▶ [DATA FOR THIS EXERCISE]:
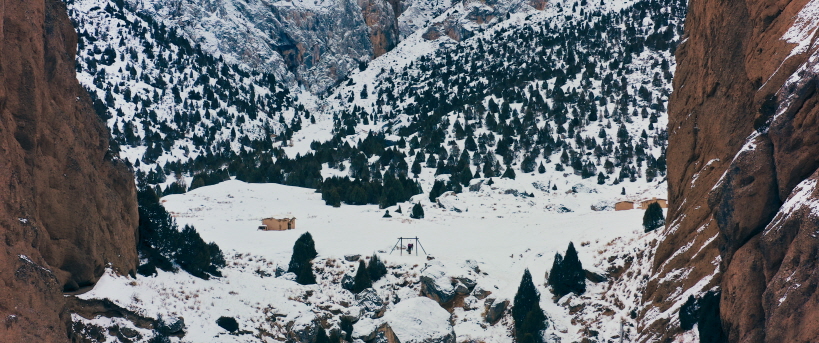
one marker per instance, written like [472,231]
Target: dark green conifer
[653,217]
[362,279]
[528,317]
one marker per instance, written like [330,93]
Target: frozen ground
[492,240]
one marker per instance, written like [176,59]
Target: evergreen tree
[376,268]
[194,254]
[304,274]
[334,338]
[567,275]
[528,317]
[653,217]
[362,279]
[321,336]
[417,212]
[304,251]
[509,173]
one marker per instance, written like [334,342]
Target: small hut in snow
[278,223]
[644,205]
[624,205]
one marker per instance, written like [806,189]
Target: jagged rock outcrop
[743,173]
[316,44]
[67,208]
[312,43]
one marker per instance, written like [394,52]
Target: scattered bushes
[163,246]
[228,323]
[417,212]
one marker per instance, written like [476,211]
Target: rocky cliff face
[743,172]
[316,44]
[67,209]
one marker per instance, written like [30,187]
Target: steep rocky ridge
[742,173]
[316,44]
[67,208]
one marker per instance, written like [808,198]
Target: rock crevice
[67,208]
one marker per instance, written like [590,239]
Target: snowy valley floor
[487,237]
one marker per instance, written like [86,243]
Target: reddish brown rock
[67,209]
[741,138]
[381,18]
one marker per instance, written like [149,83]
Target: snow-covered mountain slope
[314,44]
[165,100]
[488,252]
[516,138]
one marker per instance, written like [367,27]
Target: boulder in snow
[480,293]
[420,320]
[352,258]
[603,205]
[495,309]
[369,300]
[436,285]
==
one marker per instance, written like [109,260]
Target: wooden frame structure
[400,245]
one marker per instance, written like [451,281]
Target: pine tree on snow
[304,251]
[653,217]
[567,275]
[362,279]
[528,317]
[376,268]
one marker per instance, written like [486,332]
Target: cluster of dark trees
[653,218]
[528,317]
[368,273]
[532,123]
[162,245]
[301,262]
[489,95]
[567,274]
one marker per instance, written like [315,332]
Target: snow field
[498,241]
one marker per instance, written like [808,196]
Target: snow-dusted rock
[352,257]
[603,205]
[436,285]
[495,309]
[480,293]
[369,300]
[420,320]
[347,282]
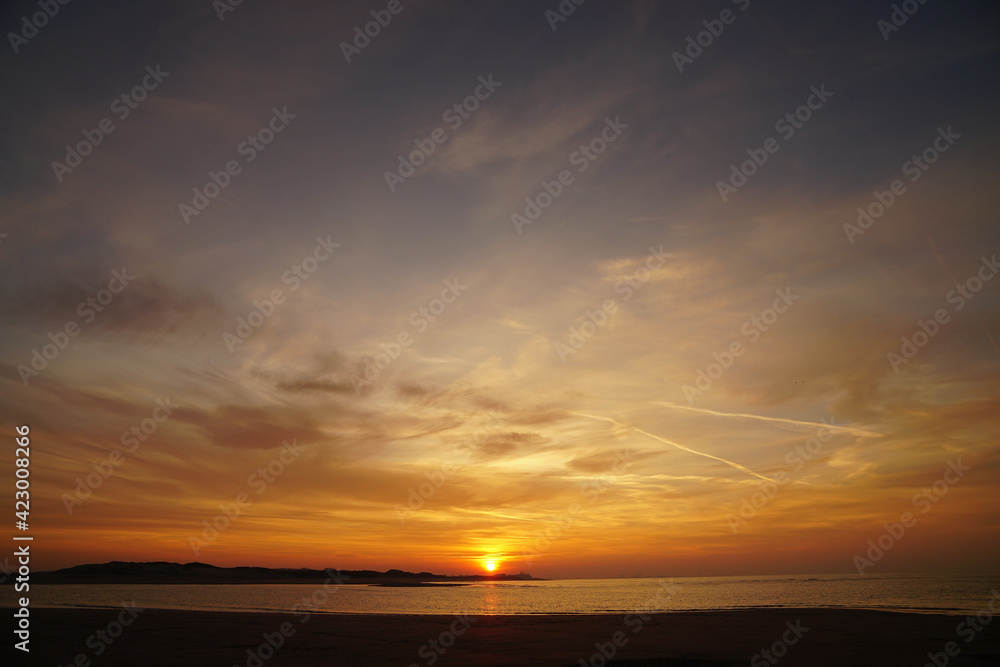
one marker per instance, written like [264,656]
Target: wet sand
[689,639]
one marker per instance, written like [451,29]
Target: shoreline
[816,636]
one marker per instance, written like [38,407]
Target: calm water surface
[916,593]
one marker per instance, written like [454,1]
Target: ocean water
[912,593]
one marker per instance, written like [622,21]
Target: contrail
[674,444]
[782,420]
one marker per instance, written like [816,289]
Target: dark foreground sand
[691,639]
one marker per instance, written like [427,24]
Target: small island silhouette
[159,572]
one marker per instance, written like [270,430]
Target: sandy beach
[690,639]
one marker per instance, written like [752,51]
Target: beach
* * *
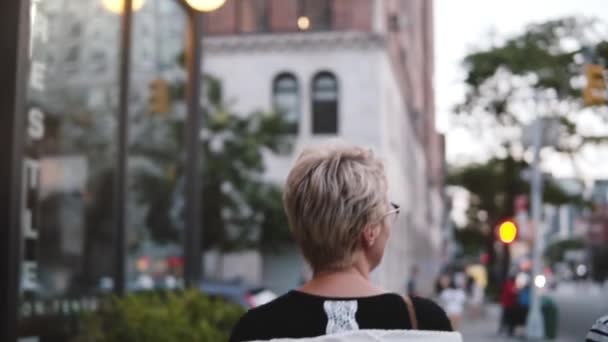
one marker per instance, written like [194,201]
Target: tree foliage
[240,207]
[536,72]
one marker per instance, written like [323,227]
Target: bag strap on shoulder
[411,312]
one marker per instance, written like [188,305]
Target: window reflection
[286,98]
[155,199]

▶ [TO BE DONE]: Which lines in the entries above contain the string "dark", with case counting? List each of those lines in full.

▶ [IN RESPONSE]:
Target: dark green conifer
Target: cluster of dark trees
Target: dark foreground sand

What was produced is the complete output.